→ **Task instructions**:
Print, in exact form, the lines below from the one containing "# each instance of the white" through the one containing "# each instance of the soccer", and omit all others.

→ **Record set**:
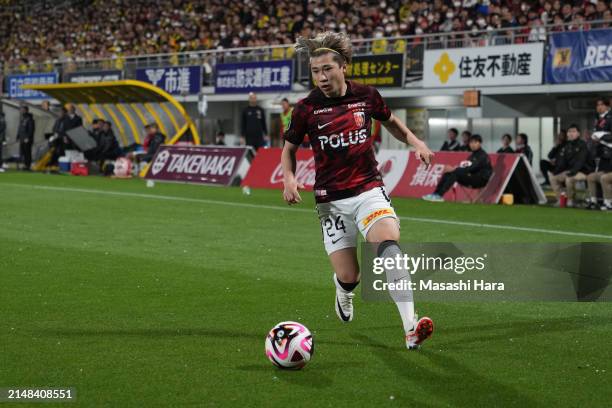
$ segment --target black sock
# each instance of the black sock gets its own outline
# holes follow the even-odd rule
[[[342,289],[346,290],[347,292],[352,292],[353,289],[355,289],[357,285],[359,285],[359,281],[353,282],[353,283],[346,283],[338,279],[338,284],[340,285]]]

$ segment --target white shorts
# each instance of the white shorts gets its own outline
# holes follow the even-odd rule
[[[365,238],[383,218],[399,219],[384,187],[375,187],[358,196],[317,204],[323,243],[327,254],[356,248],[358,232]]]

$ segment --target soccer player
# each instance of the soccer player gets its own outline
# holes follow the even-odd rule
[[[371,121],[381,121],[398,140],[412,145],[417,157],[429,165],[433,153],[425,143],[394,116],[378,91],[346,81],[346,66],[352,48],[344,33],[326,32],[315,38],[300,38],[298,52],[310,57],[316,88],[293,109],[285,132],[282,153],[283,198],[288,204],[301,202],[295,178],[295,154],[308,134],[314,153],[316,178],[314,194],[321,222],[323,242],[334,269],[335,309],[340,320],[353,319],[353,290],[359,283],[357,239],[379,243],[377,254],[394,258],[401,254],[399,220],[391,205],[372,147]],[[387,269],[387,282],[408,280],[401,269]],[[402,318],[406,346],[416,349],[431,336],[433,322],[418,320],[412,291],[390,291]]]

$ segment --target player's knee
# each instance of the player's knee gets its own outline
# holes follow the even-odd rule
[[[381,242],[378,245],[378,249],[377,249],[376,253],[377,253],[378,257],[382,257],[383,253],[388,248],[393,248],[393,247],[399,248],[399,244],[398,244],[397,240],[395,240],[395,239],[387,239],[387,240]]]

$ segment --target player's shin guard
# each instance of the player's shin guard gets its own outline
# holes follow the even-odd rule
[[[397,241],[383,241],[378,247],[379,258],[392,258],[403,256]],[[384,265],[384,263],[383,263]],[[404,331],[408,333],[414,329],[414,297],[412,290],[408,287],[410,282],[410,273],[408,271],[393,267],[385,270],[387,275],[387,283],[398,284],[403,282],[405,289],[389,290],[391,299],[395,302],[397,310],[399,310],[404,325]]]

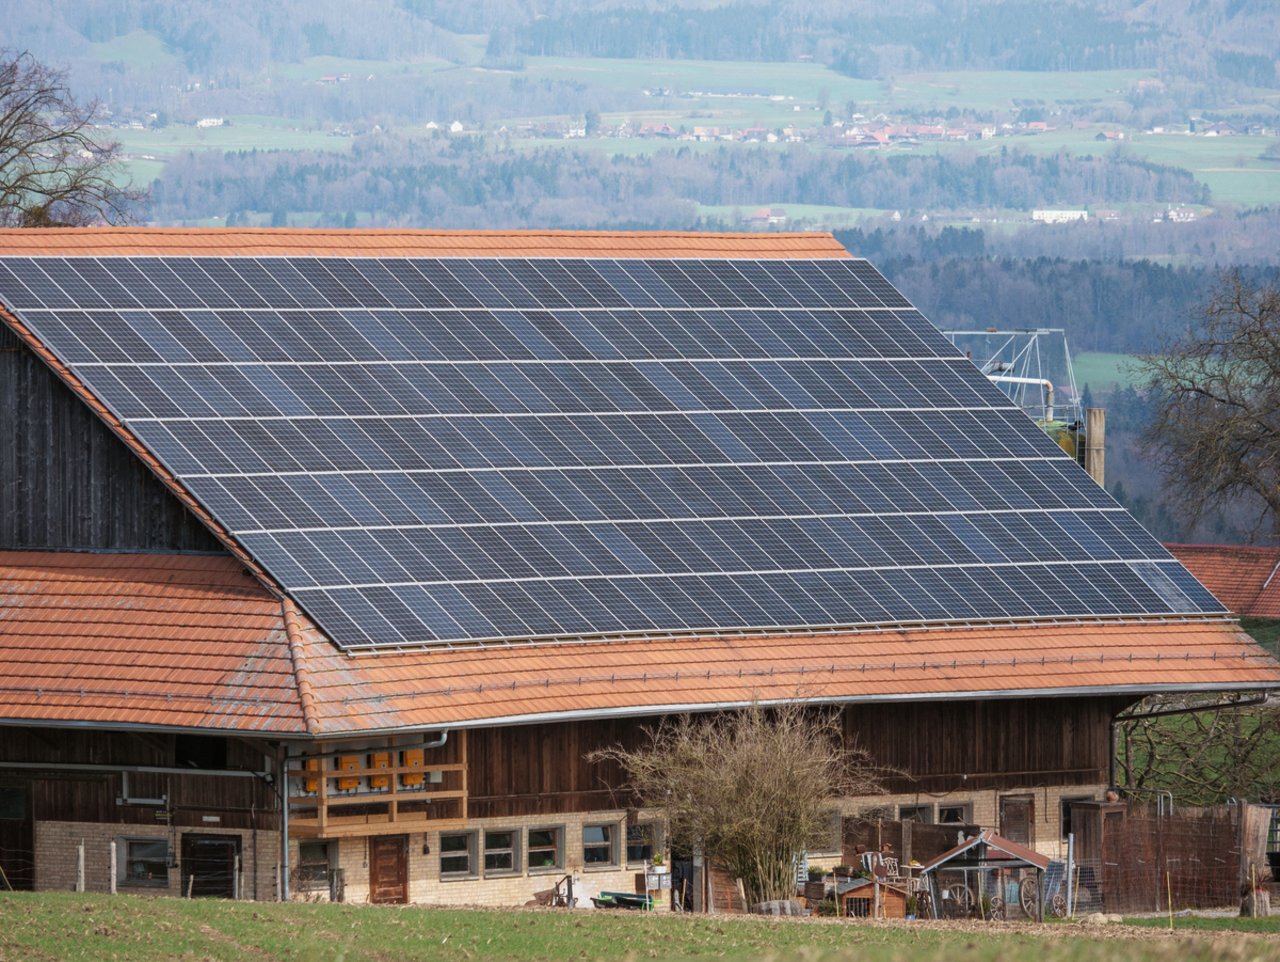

→ **Task solution**:
# each instance of the white shorts gets its own outline
# holes follow the even-odd rule
[[[365,238],[383,218],[399,219],[384,187],[375,187],[358,196],[317,204],[323,243],[327,254],[356,248],[358,232]]]

$ segment --target soccer player
# each instance of the soccer player gets its own outline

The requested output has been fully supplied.